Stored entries

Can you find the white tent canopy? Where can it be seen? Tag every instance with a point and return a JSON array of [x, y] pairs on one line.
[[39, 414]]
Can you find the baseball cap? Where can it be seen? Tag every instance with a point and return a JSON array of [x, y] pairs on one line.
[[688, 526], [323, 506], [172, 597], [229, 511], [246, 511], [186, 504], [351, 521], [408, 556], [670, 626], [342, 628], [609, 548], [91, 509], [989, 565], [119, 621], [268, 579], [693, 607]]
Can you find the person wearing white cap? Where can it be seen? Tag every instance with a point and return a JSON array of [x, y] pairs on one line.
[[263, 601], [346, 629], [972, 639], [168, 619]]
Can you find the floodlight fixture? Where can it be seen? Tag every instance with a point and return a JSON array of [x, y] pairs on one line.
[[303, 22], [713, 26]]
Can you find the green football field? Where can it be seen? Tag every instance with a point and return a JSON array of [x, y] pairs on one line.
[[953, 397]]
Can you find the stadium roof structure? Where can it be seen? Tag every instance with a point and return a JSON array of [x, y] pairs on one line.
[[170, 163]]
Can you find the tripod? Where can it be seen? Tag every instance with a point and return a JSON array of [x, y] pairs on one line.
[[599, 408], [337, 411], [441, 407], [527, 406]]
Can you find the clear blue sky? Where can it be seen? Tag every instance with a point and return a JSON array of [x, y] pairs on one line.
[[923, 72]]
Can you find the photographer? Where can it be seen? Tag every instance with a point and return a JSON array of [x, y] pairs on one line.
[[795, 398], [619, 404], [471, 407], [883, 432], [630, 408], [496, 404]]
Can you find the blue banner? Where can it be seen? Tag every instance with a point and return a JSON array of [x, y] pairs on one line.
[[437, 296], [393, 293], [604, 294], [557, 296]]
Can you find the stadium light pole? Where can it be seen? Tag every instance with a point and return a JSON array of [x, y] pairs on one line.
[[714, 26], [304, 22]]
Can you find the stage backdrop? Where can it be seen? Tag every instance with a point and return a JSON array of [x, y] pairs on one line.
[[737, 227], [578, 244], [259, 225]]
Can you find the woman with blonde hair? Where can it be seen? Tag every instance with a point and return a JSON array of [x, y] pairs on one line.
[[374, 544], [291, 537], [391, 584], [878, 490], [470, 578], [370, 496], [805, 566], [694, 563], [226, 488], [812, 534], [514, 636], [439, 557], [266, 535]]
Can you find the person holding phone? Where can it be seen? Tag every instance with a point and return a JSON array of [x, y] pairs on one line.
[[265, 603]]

Directions for this task: Using the data above, repeat every line exactly.

Answer for this exercise:
Can you find the white tent canopy? Where can it be seen? Tag every instance with a point and return a JSON array of [x, y] pairs on one line.
[[39, 414]]
Can you find the baseball cap? Where can it be seen? Tag every instance with a point and return a JSON array of [x, y] pairs on one line.
[[688, 526], [323, 506], [172, 597], [229, 511], [246, 511], [186, 504], [351, 521], [408, 556], [670, 626], [342, 628], [609, 548], [91, 509], [989, 565], [119, 621], [268, 579], [693, 607]]
Can you find the person wearing white cap? Where can it be seen? Tag every instance with a point and return a JSON array of [x, y] pairs on one line.
[[263, 601], [346, 629], [972, 639], [168, 619]]
Can you find the floodlight fixture? Where can it be seen? Tag every instance with a point and return a JSON array of [x, y] pairs on one line.
[[303, 22], [713, 26]]
Can you find the green football field? Where can it be seen? Tag every instance with a point and return a JSON array of [x, y] pairs on one line.
[[953, 397]]
Can you find the stadium roof structure? Where can it be seen? Tag every instance with a point and return a JSON array of [x, y] pairs on one line.
[[170, 163]]
Can you find the tripod? Where can it be seen? Tag every instance with a point and return a JSON array of [x, y] pairs on one line.
[[599, 408], [337, 411], [441, 407], [527, 406]]
Can you find the clear blue sky? Where can it be seen? Tag every instance with a point and return a JSON array of [x, y] pairs on one line.
[[923, 72]]
Can you find the photographer? Where can it be seen? Tag every instance with a point and return a JSON array of [x, y] pairs on one line.
[[795, 398], [619, 404], [471, 407], [883, 432], [630, 408], [496, 404]]
Can you find the blue banner? Where can it be seen? Tag every instance with a point and return a JSON array of [x, y] pairs on one line.
[[437, 296], [393, 293], [604, 294], [557, 296]]
Can you find the stadium light pole? Where can it be seen? Tag every instance with a point and return a JSON array of [x, y] pairs on one line.
[[714, 26], [304, 22]]
Can you find the stage backdrop? Where can it be seen? Tag every instance with a point and return a JSON array of [x, y] pairs on one line.
[[737, 227], [578, 244], [259, 225]]
Can you find the woman with blonde hair? Where can it be seen? Tag every instance with a point and return a JSON array of [x, y] pairs on one line.
[[374, 544], [291, 537], [391, 584], [878, 490], [470, 578], [370, 496], [805, 566], [694, 563], [226, 488], [812, 534], [514, 636], [439, 557], [266, 535]]
Can you find the person holding phone? Where can it be seen? Tag every instance with a point and return a JSON array of [x, y] pairs on one line.
[[265, 603]]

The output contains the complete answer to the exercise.